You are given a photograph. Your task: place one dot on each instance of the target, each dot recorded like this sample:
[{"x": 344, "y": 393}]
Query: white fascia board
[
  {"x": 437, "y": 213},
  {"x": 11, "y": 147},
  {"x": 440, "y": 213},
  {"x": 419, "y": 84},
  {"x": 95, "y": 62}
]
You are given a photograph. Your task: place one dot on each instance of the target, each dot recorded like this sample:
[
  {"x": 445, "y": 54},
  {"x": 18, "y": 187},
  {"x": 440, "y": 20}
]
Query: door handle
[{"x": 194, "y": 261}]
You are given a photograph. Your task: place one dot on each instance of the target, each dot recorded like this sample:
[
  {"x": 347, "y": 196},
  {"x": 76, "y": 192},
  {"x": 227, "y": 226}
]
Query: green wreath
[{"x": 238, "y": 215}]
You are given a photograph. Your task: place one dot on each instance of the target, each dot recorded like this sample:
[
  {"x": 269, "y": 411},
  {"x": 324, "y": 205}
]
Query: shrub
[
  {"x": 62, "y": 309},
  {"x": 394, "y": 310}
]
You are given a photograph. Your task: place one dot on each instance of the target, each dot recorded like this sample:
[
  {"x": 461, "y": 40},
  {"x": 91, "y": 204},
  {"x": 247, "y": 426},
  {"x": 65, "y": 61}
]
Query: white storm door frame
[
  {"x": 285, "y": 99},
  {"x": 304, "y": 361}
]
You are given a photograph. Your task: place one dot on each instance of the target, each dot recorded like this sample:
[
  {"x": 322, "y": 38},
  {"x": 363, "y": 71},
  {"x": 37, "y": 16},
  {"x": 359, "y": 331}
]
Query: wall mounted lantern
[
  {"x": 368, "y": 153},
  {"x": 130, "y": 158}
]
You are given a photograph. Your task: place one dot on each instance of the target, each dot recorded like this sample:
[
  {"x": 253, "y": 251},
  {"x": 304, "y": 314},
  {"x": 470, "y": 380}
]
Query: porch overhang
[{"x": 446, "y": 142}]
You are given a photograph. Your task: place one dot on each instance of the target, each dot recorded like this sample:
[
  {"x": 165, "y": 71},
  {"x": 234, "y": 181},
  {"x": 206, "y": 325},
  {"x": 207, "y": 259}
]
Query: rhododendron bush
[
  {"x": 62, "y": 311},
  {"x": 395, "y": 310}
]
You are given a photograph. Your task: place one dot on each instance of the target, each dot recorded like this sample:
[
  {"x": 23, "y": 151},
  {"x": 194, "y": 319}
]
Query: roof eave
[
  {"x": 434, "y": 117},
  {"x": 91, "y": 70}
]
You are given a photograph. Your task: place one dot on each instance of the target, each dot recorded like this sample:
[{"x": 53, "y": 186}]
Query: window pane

◆ ◆ ◆ ◆

Return the complete material exactly as it reads.

You are given a photograph. Your task: place one dot on each instance of the target, each dot recorded like this sample:
[{"x": 344, "y": 393}]
Query: white fascia board
[
  {"x": 437, "y": 213},
  {"x": 11, "y": 147},
  {"x": 440, "y": 213},
  {"x": 419, "y": 84},
  {"x": 95, "y": 62}
]
You are given a photograph. Your task: place one dot on each instance of the target, each dot recorded like this sample:
[
  {"x": 445, "y": 54},
  {"x": 18, "y": 187},
  {"x": 440, "y": 20}
]
Query: door handle
[{"x": 194, "y": 261}]
You are given a photograph. Your task: place one dot on each instance of the target, each dot recorded like this sample:
[
  {"x": 347, "y": 196},
  {"x": 76, "y": 192},
  {"x": 227, "y": 226}
]
Query: green wreath
[{"x": 238, "y": 215}]
You are given a photograph. Your task: place one dot on each instance of the target, each dot recorded like this sample:
[
  {"x": 269, "y": 411},
  {"x": 324, "y": 205}
]
Query: shrub
[
  {"x": 62, "y": 309},
  {"x": 394, "y": 310}
]
You are given a photograph. Your task: place one dot on each instance of the target, each dot recorded like this sample:
[
  {"x": 461, "y": 40},
  {"x": 91, "y": 204},
  {"x": 247, "y": 426},
  {"x": 65, "y": 61}
]
Query: white storm door frame
[
  {"x": 285, "y": 99},
  {"x": 304, "y": 361}
]
You are given a photograph. Your task: place one dot on each instance of the target, each dot recorded like this sample:
[
  {"x": 322, "y": 38},
  {"x": 363, "y": 71},
  {"x": 37, "y": 16},
  {"x": 359, "y": 331}
]
Query: wall mounted lantern
[
  {"x": 368, "y": 153},
  {"x": 130, "y": 158}
]
You are given a photograph. Your task: place one dot on each instance of the target, each dot recorded like this sample:
[
  {"x": 253, "y": 251},
  {"x": 304, "y": 314},
  {"x": 470, "y": 380}
]
Query: porch overhang
[{"x": 446, "y": 142}]
You are given a photograph. Your task: place one dot on each instance of the target, each dot recorded like this sample:
[
  {"x": 165, "y": 71},
  {"x": 234, "y": 181},
  {"x": 206, "y": 325},
  {"x": 207, "y": 259}
]
Query: rhododendron bush
[
  {"x": 62, "y": 311},
  {"x": 395, "y": 310}
]
You are given a photograph. Your task: place one dot on each instance of the target, each dot recorded like this sample:
[
  {"x": 23, "y": 151},
  {"x": 194, "y": 319}
]
Query: roof eave
[
  {"x": 434, "y": 117},
  {"x": 91, "y": 70}
]
You are given a photograph. Your task: place one dot on each instance of the target, each dot recorded like this sample:
[{"x": 53, "y": 186}]
Query: window pane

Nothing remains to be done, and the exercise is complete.